» **ТЕКСТ**:
Во время войны озеро Махи было странным местом. В Судетской области больше не было чешских школ, так что мне пришлось пойти в немецкий класс, где учитель показал мне на последнюю парту в углу комнаты. Я совсем не говорил по-немецки и не знал никого из ребят, я просто сидел там и пытался понять что-нибудь из услышанного. Весь класс начинал смеяться, а я не знал над чем. Я был счастлив, что никто не обращал на меня внимания. Я скучал по Чаславу. Я думал о том, что делает Рек. Наконец прозвенел последний звонок.

Я пошел домой по дорожке, извивавшейся между высоких сосен. Я тащился по ней, хлопая руками по стволам и глядя под ноги, когда вдруг что-то ударило меня, и мое плечо пронзила острая боль. Обернувшись назад, я увидел, как от ствола дерева рядом со мной отскочил камень. Шесть или семь немецких мальчишек из моего класса стояли ярдах в пятнадцати, молча глядя на меня и сжимая в кулаках камни. Самый низенький размахнулся и швырнул в меня булыжник. Он промазал, но другой мальчишка кинул камень побольше, от которого я еле сумел увернуться.

За всем этим наблюдала группка девочек. Ни одна из них не дразнила меня и не кричала ничего обидного. Вообще все происходило в молчании. Лица нападавших сохраняли деловое выражение. Они с силой швыряли камни, но не проявляли при этом никаких эмоций, как будто бы кто-то другой приказал им побить меня камнями, как будто они ставили опыт.

Я был ошеломлен и подавлен; я не знал, что делать. Я просто стоял и уворачивался от камней. Никто не делал попытки наброситься на меня или ударить, но и швырять камни никто не прекращал. В конце концов мне в живот угодил большой булыжник, и я побрел домой и показал след от удара маме.

Моя мать не принадлежала к числу тех, кто легко успокаивается. На следующее утро она не пустила меня в школу, а сама пошла побеседовать с моим немецким учителем. Вернувшись, она сказала, что бояться нечего. Больше со мной никогда не случится ничего подобного. Учитель пообещал ей это, она ему доверяла, и на следующий день она отправила меня в школу.

Я не знал, чего ждать. В классе никто не смотрел в мою сторону. Ничего не произошло. Я чувствовал, что нахожусь под защитой учителя и что все боятся его. Я спокойно сидел на математике, единственном уроке, когда я мог что-то делать. Потом я пошел домой по той же дороге между сосен. Я шел быстро и часто оглядывался, но никто меня не побеспокоил.

» **ДАННЫЕ**:

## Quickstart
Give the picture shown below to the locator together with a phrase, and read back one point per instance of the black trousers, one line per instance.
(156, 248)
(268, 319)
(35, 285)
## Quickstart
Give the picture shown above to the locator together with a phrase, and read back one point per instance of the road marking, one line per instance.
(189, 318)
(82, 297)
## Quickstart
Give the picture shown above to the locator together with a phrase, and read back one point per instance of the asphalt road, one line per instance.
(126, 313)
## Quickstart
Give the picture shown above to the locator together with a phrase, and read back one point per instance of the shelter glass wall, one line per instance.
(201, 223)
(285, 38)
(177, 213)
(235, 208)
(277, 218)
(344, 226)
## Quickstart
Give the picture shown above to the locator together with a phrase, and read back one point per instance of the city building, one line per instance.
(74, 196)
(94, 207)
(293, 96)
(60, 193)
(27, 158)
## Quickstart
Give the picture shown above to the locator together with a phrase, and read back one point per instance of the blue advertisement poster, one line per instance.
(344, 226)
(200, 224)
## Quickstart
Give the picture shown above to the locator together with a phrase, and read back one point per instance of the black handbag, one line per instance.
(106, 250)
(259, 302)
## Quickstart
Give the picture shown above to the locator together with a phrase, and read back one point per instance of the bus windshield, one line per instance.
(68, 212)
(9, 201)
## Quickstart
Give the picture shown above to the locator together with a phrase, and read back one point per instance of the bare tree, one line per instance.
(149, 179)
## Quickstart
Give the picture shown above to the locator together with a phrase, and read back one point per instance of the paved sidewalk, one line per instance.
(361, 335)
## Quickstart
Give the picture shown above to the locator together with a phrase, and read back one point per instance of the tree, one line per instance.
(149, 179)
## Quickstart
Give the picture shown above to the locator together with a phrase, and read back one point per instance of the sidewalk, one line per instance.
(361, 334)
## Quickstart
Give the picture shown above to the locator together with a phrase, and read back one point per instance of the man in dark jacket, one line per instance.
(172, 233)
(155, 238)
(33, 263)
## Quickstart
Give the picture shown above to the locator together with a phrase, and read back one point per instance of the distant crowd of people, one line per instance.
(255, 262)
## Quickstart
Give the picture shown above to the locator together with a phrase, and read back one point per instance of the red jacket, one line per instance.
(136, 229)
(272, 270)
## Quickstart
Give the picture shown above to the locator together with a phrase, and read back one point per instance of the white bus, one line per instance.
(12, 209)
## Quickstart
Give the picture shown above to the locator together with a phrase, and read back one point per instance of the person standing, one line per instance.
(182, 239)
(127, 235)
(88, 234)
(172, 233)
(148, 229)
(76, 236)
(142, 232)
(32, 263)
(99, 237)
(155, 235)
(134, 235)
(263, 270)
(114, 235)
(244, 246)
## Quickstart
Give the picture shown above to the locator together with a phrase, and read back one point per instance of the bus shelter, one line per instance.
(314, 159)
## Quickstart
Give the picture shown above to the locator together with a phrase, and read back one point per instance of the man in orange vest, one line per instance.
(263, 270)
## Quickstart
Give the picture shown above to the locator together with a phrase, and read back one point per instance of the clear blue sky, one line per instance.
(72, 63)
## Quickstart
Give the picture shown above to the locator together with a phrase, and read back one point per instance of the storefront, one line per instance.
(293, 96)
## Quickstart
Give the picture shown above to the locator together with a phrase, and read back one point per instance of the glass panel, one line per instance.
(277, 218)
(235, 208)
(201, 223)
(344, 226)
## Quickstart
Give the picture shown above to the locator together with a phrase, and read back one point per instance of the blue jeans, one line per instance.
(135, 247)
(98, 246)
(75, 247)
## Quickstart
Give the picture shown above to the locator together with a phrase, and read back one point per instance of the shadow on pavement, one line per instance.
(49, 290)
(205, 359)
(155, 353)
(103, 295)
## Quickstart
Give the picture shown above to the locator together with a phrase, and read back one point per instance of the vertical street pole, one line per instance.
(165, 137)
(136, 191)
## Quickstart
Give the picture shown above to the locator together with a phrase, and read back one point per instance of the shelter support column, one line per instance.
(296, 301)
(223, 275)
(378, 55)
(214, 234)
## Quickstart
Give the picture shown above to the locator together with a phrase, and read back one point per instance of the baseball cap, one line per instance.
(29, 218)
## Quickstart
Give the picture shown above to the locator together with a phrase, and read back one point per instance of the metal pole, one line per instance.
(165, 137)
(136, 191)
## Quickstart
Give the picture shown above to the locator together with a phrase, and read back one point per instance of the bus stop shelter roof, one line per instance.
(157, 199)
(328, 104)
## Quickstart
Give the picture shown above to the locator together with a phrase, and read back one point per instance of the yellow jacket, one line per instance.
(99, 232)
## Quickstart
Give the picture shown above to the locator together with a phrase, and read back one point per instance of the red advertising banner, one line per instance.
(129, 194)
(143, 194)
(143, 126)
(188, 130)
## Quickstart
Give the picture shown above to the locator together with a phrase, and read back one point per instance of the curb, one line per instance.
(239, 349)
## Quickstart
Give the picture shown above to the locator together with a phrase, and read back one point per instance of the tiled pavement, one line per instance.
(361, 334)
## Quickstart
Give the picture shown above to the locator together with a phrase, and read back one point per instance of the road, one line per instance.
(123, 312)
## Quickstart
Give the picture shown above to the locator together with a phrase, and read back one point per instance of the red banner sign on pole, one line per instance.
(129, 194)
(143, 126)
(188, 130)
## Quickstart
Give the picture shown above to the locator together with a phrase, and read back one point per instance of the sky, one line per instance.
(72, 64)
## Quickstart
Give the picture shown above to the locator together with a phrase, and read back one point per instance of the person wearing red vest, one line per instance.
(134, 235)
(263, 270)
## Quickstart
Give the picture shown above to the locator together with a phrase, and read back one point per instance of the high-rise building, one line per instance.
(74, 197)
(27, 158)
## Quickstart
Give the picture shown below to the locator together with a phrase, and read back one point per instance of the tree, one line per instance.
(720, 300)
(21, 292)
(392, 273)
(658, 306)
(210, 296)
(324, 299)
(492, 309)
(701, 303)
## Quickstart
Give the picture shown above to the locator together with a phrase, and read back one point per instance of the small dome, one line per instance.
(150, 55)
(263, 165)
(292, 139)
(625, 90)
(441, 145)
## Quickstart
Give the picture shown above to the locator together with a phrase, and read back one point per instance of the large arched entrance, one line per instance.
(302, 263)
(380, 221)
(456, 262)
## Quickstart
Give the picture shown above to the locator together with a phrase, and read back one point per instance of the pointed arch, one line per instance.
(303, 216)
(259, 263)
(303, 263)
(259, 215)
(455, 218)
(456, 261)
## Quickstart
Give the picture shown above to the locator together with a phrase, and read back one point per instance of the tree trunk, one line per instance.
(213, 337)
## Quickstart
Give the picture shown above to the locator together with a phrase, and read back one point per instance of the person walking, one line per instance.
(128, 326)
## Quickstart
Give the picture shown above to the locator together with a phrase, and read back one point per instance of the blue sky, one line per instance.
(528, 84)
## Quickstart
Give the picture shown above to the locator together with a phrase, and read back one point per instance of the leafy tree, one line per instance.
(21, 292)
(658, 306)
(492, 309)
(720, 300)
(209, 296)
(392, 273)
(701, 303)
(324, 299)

» **ЧТО НУЖНО СДЕЛАТЬ**:
a – Ответьте на вопросы по рассказу о школе в Судетской области:
(i) Куда учитель посадил рассказчика?
(ii) Сколько мальчишек стояло с камнями и на каком расстоянии?
(iii) На каком уроке рассказчик мог что-то делать?
b – Допишите рассказ о школе в Судетской области: продолжите его после последнего предложения.
Строки не имеют отношения к тексту.

» **ОТВЕТЫ**:
a –
(i) За последнюю парту в углу комнаты.
(ii) Шесть или семь, ярдах в пятнадцати.
(iii) На математике.

b –
Прошло несколько дней. В школе проблем не было, если не считать того, что мне было тоскливо и одиноко. Другие дети смотрели сквозь меня. Мама попыталась подучить меня немецкому, но я хотел лишь одного — уйти из школы домой и играть с Реком. Теперь в целом мире он был моим единственным другом, и я еще более страстно привязался к нему.

Однажды учитель повел нас на прогулку. Мы шли по скользкому бревенчатому мостику, и вдруг кто-то толкнул меня сзади, и я полетел в ледяную воду. Учитель был взбешен. Он надавал пощечин тем ребятам, которые шли сзади меня, а мне велел бежать домой переодеваться. Я помчался в гостиницу, одежда примерзала к телу, а холодная как лед вода хлюпала в ботинках. После этого я уже не ходил в немецкую школу.

Вернувшись в «Рут», я увидел, что мама страшно ругает Река. Судетская область нравилась ему не больше, чем мне, и он ополчился на немецкого почтальона и порвал ему брюки. Мы окончательно перестали вписываться в эту действительность, мама получше спрятала столовое серебро и простыни, мы сели в поезд и вернулись в Часлав.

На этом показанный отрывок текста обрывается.